═════ Dataset excerpts

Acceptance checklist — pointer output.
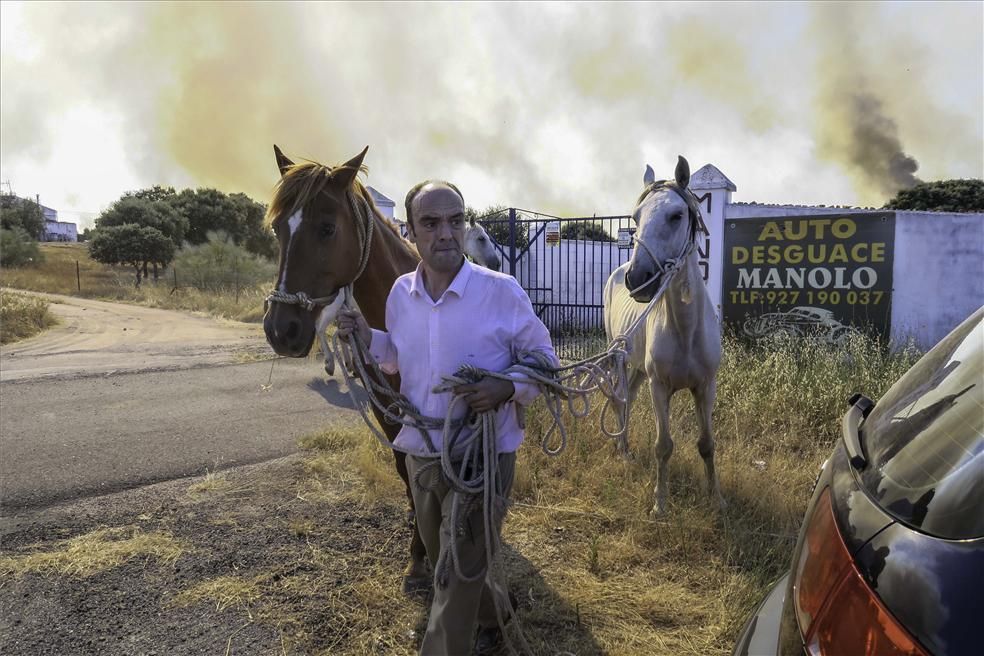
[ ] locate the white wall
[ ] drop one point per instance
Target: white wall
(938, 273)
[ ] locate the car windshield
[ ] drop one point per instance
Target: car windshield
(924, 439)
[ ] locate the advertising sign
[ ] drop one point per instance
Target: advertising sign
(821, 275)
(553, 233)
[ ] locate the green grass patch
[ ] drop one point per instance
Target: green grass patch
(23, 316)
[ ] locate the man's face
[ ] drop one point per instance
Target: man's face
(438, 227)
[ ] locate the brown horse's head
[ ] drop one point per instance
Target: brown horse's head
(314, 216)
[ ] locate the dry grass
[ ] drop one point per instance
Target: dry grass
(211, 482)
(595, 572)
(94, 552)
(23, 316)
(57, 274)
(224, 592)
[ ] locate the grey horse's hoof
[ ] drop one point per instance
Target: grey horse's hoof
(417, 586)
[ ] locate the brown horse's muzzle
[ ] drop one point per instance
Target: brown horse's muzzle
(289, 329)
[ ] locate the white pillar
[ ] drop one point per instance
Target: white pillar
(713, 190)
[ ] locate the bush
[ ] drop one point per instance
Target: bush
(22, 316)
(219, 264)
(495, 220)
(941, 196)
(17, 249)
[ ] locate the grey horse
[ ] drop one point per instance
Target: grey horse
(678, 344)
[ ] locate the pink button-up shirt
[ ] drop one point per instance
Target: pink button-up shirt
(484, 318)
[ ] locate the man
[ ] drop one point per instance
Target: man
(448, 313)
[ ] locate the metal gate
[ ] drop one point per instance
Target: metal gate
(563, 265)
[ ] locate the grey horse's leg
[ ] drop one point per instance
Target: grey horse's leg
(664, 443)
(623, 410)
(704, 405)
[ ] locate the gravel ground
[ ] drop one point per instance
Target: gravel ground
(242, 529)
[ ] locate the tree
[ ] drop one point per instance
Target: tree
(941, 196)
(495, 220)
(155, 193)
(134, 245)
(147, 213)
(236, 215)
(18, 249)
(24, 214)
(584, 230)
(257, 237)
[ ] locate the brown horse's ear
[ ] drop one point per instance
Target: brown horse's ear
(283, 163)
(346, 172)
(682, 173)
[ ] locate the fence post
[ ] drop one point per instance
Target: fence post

══════════
═════ Dataset excerpts

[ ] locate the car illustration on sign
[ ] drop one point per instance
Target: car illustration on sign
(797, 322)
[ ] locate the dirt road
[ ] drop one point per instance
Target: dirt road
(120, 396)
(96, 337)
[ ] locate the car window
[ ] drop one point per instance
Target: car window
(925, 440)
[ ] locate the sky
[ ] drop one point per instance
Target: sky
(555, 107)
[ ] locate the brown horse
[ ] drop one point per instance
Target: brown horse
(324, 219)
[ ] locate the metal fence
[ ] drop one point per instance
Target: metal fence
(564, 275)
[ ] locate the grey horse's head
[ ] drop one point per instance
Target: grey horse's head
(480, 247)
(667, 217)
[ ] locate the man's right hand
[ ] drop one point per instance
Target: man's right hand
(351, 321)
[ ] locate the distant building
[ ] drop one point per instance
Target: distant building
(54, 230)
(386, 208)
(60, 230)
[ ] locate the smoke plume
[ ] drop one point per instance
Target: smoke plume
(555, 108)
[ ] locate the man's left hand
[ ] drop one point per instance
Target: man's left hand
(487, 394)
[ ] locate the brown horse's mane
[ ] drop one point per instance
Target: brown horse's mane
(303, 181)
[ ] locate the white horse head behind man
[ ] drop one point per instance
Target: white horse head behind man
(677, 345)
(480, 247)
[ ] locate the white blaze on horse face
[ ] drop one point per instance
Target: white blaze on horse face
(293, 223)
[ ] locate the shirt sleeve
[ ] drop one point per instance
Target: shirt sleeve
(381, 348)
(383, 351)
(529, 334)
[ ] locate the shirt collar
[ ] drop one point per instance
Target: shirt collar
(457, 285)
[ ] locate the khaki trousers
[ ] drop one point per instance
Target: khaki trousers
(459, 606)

══════════
═════ Dataset excerpts

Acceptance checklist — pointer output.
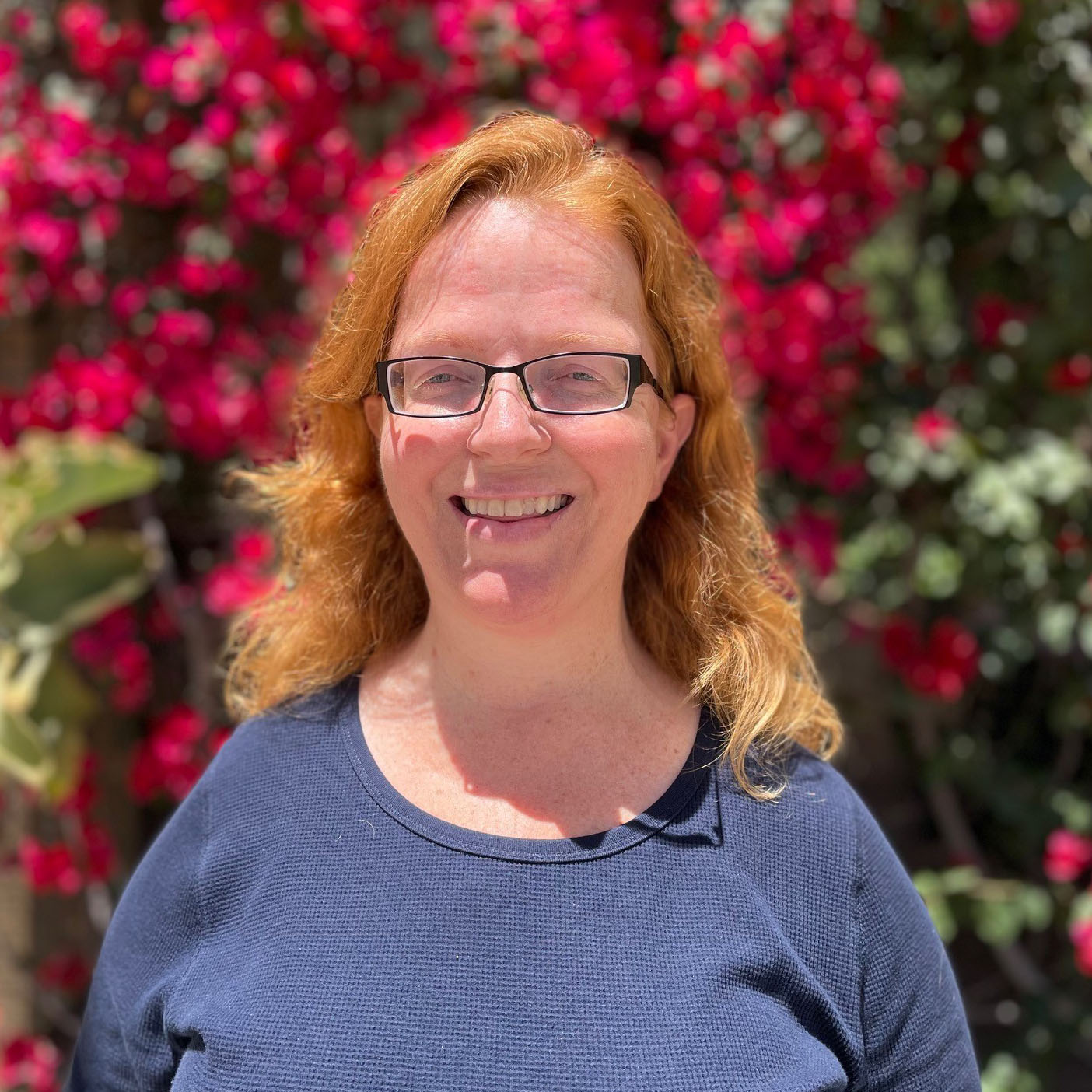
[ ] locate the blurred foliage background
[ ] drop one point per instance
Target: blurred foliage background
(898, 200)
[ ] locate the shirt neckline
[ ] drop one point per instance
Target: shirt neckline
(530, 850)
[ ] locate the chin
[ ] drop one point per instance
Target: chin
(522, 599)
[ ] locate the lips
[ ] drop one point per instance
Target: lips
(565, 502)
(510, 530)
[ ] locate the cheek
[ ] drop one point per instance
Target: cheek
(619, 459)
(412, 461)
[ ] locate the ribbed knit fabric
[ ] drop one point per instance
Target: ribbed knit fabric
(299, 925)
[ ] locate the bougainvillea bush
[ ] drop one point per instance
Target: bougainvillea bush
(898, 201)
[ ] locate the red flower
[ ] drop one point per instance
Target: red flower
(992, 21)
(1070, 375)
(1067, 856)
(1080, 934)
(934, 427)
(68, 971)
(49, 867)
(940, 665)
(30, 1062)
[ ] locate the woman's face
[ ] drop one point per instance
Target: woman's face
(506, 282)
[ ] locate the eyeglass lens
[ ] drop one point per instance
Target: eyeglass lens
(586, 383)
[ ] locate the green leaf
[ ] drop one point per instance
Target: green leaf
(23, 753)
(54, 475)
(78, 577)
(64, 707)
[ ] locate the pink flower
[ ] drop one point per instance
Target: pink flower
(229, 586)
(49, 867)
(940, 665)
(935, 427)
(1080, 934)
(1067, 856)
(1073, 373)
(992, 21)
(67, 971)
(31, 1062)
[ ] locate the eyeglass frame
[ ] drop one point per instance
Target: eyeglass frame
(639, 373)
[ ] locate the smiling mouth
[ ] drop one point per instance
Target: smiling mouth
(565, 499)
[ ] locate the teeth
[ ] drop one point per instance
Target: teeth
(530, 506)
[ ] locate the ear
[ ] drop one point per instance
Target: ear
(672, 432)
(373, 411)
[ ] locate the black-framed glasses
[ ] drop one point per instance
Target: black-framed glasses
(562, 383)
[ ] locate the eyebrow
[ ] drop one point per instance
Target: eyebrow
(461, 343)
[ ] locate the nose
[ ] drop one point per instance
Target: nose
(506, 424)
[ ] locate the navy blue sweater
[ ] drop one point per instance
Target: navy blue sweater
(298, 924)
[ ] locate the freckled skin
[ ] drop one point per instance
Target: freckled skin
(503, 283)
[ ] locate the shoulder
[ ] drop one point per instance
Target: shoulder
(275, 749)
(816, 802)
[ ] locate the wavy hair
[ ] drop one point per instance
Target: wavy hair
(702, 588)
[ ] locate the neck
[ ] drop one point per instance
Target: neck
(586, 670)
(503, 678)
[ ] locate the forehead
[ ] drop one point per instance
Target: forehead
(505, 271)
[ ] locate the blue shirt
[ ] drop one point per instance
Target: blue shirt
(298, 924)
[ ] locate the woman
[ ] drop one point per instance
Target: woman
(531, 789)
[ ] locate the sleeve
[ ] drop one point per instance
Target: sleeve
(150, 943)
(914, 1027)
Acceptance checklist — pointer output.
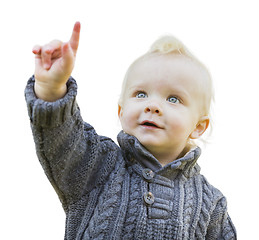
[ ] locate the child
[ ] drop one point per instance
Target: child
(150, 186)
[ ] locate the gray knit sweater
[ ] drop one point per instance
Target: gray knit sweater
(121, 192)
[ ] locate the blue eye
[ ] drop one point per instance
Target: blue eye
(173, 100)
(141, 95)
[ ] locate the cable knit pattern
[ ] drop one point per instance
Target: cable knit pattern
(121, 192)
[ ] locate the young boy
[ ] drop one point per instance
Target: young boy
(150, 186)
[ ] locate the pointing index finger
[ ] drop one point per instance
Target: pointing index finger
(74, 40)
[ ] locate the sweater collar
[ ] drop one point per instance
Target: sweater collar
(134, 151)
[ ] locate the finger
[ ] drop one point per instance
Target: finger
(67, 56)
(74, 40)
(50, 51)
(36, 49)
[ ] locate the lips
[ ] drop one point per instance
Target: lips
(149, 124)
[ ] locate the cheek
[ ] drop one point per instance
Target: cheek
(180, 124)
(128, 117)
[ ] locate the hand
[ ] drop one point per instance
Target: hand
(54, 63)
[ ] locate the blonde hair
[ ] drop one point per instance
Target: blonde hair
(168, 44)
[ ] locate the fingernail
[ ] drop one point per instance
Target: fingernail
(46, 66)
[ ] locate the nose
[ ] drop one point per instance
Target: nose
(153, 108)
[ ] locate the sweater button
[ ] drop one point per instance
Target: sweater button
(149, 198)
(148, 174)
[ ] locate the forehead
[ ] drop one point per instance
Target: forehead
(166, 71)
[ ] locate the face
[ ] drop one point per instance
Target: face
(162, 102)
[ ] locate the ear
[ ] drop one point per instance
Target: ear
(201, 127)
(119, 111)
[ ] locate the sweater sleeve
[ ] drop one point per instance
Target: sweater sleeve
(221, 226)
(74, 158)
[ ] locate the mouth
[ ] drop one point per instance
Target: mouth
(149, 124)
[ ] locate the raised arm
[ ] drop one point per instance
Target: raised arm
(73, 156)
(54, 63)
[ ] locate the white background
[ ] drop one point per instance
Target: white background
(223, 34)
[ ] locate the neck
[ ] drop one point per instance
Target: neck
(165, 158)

══════════

What needs to be done
Count the lines in the records that contain the word "mouth". Reply with the number only.

Output for this exercise
4